● **REQUIREMENT**
Turn the lines below, from the line with "I'd appreciate it if you could detect the green plastic" up to and including the line with "[210,229,240,238]", into a numbered list, leaving out blank lines.

++++++

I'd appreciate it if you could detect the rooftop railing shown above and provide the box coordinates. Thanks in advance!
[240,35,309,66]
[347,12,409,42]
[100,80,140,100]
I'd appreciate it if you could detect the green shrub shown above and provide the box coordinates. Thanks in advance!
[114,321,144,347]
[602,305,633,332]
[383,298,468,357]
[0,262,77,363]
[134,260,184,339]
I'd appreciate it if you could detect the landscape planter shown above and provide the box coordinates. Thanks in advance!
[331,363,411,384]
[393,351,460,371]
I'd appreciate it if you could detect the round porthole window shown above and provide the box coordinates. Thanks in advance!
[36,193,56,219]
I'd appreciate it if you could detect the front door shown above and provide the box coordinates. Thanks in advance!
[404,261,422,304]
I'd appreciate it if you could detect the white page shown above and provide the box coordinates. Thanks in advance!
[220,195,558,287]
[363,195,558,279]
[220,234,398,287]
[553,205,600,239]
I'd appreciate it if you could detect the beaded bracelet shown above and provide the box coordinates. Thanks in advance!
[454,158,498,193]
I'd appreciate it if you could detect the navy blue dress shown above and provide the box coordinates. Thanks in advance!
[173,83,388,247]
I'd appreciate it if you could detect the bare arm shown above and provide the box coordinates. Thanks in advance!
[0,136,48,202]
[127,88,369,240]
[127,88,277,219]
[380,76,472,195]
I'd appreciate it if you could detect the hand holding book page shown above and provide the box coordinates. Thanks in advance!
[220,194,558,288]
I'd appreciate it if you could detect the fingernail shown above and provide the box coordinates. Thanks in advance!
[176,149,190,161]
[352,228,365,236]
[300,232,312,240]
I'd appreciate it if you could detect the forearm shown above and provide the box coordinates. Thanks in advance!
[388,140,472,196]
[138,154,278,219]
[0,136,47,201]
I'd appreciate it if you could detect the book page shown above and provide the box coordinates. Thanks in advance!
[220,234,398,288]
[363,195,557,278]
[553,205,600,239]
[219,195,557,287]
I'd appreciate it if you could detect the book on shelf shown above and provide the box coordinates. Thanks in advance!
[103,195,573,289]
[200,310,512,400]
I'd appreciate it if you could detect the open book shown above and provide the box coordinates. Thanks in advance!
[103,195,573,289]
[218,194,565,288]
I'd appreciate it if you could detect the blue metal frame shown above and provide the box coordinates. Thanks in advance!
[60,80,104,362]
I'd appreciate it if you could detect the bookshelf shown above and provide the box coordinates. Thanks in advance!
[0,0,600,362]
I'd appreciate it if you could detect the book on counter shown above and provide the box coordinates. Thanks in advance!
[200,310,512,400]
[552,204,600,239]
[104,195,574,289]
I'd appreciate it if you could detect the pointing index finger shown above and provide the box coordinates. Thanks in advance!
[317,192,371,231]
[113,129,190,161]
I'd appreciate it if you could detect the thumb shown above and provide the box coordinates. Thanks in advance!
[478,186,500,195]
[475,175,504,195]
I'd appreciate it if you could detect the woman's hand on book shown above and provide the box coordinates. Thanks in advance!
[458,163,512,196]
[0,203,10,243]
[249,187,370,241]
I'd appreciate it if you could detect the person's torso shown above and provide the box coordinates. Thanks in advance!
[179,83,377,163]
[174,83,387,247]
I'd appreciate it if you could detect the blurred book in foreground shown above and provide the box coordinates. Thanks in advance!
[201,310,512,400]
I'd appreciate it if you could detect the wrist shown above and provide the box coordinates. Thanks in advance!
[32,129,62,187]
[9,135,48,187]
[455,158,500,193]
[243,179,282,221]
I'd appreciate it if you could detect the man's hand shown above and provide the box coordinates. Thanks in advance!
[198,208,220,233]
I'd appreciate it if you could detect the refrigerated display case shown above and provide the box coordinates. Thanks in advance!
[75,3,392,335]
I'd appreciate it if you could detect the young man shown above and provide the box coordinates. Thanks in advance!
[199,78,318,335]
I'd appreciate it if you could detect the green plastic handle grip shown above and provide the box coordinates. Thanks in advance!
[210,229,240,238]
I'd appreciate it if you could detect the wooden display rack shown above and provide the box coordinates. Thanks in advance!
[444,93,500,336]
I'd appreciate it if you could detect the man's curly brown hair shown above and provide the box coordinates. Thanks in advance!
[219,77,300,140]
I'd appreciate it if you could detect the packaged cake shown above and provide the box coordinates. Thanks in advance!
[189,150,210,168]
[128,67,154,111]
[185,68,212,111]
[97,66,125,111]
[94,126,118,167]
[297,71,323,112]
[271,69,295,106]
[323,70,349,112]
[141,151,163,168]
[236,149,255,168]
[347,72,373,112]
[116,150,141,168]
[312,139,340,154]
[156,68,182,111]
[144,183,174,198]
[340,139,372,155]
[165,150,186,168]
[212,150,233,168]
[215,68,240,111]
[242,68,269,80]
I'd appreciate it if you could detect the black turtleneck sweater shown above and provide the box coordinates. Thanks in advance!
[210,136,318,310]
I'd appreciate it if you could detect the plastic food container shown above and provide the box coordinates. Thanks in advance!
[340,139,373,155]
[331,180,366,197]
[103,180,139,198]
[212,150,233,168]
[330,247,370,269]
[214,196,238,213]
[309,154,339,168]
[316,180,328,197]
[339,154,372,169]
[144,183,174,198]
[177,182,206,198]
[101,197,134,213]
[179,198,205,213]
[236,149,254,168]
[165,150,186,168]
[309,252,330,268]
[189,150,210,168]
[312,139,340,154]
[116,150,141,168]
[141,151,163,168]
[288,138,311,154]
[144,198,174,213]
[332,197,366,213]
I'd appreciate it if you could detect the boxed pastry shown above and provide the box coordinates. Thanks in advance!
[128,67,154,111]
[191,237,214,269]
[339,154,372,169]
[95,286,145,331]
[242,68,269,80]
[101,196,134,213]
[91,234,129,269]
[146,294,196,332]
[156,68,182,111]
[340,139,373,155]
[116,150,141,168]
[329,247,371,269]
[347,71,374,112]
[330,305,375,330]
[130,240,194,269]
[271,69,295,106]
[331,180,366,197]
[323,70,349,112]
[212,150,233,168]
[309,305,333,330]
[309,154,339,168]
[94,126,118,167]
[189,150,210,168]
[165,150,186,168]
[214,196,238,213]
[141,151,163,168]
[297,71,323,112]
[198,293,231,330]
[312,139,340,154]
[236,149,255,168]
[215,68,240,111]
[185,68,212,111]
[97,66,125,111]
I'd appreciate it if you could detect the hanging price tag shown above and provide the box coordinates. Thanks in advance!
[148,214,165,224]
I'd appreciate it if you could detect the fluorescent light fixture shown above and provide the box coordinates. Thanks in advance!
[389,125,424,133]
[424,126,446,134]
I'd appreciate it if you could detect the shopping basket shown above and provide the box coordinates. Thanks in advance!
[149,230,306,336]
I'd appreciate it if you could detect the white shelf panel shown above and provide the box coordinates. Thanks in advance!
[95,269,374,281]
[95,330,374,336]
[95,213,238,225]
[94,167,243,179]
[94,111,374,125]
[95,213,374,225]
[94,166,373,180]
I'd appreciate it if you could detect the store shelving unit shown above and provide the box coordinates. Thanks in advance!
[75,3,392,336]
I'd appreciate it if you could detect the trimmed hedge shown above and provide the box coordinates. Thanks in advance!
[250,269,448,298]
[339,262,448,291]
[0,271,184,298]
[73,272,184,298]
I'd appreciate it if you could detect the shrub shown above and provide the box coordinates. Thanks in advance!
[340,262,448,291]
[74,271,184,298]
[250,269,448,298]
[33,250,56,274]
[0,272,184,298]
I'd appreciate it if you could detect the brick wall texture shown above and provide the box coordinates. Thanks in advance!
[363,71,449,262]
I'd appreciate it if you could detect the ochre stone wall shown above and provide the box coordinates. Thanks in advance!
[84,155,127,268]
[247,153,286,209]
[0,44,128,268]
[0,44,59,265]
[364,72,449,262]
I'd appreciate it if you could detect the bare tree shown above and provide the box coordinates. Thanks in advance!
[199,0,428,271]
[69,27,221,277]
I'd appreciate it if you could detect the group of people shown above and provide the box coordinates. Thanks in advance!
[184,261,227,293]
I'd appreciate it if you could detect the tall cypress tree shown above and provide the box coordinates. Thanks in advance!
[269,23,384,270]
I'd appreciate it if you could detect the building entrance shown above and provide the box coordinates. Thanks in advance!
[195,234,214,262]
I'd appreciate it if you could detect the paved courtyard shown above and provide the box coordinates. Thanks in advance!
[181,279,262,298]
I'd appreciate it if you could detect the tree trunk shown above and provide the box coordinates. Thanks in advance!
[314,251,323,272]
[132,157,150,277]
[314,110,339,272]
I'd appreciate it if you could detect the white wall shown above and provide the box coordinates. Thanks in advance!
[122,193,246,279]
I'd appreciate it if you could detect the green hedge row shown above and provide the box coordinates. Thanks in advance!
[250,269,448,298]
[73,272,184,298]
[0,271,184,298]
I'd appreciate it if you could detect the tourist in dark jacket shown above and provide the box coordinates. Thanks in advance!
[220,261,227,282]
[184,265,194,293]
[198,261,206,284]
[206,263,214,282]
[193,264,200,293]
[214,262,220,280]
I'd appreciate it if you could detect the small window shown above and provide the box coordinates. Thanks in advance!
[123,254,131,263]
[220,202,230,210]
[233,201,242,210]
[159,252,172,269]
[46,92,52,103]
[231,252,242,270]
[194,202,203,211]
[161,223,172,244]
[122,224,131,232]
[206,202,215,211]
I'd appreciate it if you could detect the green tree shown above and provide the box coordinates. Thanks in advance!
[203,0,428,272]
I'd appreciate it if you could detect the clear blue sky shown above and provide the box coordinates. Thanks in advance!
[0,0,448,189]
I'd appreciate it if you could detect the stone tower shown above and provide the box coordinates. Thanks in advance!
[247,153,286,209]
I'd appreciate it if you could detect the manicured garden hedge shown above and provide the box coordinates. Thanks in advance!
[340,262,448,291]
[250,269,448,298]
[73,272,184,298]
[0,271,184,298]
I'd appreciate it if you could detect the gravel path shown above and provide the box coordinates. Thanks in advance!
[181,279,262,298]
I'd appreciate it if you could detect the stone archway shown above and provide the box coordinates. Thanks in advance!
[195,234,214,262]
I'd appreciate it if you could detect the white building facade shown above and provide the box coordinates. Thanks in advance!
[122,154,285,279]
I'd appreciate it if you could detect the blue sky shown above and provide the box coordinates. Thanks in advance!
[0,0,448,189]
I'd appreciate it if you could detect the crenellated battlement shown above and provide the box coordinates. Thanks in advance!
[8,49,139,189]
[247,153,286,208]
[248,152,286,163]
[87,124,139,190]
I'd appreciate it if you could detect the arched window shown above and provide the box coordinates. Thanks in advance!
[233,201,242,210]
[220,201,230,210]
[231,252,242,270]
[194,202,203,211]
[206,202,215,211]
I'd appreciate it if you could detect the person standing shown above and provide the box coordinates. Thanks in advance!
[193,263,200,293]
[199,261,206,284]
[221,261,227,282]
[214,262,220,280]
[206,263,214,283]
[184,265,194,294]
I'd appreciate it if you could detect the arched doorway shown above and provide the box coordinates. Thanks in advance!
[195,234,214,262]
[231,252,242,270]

++++++

● **EXERCISE ANSWER**
1. I'd appreciate it if you could detect the green plastic handle grip shown above and provide the box coordinates. Thanks in advance!
2. [210,229,240,238]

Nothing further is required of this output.